◆ Aufgabe A: Zeige jede Zeile der Datensätze, in der die Zeichenfolge „dirt“ vorkommt. Groß- und Kleinschreibung sind dabei zu beachten.

◆ Textabschnitt:
════════════════════

Benannt nach einem König

Also in den Bus, 2,50 Euro für das Ticket, und nun über eine kurvenreiche Strecke dem Caminito del Rey entgegen. Dieser heißt so, weil ihn der damalige König Alfonso XIII. 1921 besuchte – übersetzt bedeutet der Name nämlich so viel wie „der kleine Weg des Königs“. Der spanische Grande wollte seinerzeit hier jedoch keinesfalls wandern. Er besuchte stattdessen vielmehr das Wasserkraftwerk, das man 1906 fertiggestellt hatte. Es bändigt noch heute die Kraft des Guadalhorce-Flusses, der wiederum durch zwei atemberaubende Schluchten entlang des Königsweges fließt.

════════════════════

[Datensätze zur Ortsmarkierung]
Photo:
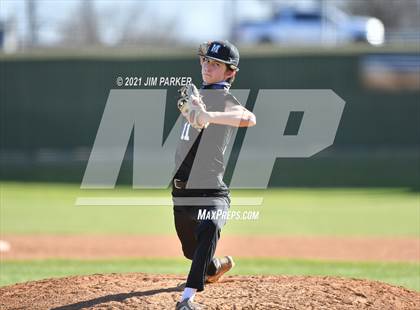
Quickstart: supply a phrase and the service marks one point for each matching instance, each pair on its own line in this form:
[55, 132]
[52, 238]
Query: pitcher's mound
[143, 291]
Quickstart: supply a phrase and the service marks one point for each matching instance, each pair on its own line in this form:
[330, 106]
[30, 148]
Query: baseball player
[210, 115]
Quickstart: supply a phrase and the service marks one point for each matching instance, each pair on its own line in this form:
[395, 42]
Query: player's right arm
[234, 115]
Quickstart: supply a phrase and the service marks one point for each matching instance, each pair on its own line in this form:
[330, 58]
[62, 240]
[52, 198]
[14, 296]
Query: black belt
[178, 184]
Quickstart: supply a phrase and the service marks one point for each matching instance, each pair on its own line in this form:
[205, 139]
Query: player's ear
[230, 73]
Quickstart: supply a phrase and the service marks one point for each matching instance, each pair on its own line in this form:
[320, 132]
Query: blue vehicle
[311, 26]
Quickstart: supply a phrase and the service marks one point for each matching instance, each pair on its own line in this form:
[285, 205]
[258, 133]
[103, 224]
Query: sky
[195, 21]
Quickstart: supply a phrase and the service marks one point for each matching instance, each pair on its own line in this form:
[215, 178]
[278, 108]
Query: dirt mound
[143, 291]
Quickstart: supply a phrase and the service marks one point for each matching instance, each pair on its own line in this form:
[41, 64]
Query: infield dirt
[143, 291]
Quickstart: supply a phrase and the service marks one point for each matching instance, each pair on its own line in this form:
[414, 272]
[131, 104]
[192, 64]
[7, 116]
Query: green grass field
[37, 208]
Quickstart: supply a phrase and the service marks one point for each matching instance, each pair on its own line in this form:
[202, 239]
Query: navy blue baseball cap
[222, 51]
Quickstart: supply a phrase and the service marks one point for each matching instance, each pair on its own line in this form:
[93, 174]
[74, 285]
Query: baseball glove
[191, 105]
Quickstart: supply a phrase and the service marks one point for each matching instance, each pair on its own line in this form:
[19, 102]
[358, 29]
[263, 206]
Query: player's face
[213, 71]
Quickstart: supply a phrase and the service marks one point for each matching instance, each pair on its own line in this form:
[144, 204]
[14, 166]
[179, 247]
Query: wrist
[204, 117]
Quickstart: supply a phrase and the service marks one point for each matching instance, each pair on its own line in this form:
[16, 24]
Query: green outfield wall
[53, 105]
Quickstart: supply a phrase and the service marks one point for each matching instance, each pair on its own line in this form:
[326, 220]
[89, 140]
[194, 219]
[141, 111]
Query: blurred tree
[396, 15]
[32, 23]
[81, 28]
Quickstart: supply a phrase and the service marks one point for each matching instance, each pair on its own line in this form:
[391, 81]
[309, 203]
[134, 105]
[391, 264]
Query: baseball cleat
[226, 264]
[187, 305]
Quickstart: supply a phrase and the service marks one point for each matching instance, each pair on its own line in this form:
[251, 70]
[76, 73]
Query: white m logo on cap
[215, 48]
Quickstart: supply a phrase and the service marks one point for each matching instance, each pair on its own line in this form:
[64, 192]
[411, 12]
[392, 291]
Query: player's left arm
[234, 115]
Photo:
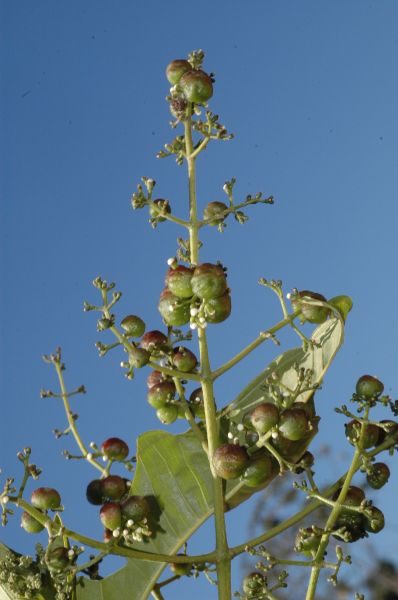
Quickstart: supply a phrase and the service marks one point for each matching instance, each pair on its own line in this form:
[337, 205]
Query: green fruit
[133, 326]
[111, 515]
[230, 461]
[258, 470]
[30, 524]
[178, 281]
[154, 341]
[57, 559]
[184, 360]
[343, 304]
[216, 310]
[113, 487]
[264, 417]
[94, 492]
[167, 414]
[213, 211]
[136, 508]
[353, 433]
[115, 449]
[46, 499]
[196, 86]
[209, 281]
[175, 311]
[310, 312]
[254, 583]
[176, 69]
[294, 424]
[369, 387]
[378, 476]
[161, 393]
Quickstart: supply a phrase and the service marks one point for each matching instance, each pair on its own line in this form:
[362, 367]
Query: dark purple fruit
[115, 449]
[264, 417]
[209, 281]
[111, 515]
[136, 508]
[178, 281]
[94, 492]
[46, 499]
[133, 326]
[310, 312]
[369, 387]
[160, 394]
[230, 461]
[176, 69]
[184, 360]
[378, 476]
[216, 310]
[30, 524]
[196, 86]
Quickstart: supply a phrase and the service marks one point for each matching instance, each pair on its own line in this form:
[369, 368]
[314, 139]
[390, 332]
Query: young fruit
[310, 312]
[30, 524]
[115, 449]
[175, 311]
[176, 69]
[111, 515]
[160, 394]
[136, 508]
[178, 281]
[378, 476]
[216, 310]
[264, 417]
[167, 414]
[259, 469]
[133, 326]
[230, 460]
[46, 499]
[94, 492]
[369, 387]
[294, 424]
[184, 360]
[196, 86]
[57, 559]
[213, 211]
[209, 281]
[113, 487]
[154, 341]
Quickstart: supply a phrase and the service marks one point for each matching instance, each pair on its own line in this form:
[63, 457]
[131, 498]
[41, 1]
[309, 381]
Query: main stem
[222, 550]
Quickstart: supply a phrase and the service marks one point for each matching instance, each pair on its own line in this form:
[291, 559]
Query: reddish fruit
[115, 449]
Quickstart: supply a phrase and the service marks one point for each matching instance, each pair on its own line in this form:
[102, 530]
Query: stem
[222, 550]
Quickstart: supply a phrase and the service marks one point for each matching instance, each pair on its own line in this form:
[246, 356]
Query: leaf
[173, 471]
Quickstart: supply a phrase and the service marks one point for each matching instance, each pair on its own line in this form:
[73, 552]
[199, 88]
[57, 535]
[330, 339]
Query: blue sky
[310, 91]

════════════════════

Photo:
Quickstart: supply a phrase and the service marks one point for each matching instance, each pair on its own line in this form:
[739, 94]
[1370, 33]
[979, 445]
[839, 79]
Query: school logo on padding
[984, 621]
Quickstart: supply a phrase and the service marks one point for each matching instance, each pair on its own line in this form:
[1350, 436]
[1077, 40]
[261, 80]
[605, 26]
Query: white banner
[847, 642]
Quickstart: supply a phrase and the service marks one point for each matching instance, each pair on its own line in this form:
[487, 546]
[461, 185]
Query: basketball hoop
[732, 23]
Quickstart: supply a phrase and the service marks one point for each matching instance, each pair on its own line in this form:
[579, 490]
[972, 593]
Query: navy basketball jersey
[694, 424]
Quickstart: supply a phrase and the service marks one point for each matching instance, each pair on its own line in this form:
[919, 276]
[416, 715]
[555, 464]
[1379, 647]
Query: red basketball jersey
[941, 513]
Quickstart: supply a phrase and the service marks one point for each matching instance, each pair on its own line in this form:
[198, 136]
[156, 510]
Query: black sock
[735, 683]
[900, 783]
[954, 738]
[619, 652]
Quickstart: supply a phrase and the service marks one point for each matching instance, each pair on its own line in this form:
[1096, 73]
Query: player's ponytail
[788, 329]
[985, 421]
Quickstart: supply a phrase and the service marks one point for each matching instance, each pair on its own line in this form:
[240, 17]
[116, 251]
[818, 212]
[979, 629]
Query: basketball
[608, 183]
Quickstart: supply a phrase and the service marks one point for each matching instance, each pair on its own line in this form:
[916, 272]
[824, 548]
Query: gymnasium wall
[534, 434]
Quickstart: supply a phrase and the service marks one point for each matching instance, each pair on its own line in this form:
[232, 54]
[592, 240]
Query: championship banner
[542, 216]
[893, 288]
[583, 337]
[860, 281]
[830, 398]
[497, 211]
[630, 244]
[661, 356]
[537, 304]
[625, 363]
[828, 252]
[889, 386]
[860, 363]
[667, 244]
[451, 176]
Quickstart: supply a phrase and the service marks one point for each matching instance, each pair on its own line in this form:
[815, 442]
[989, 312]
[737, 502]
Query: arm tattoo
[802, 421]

════════════════════

◆ Aufgabe B: Führe den Text über den Caminito del Rey im Anschluss an seinen letzten Satz weiter.

◆ Lösung der Übung A:
Query: dirt mound
Query: infield dirt

◆ Lösung der Übung B:
Und für die Arbeiter jenes Kraftwerks baute man ursprünglich auch zwischen 1901 und 1905 den heutigen Caminito del Rey. Eine nahezu ungesicherte Strecke über Bohlenstege entlang schwindelerregender Abgründe, mittels derer sie Schlüsselstellen in der Energiegewinnung entlang des Flusses besser kontrollieren konnten. Später kamen dann Freunde des Nervenkitzels, um eine Strecke zu wandern, die wohl nicht zu Unrecht als gefährlichster „Trail“ Europas galt. Nachdem allein zwischen 1999 und 2000 hier fünf Menschen ums Leben gekommen waren, sperrte man den Königsweg im Jahr 2001 für Instandsetzungsarbeiten. Seit der Wiedereröffnung 2015 ist er eine der wohl größten Touristenattraktionen in Andalusien.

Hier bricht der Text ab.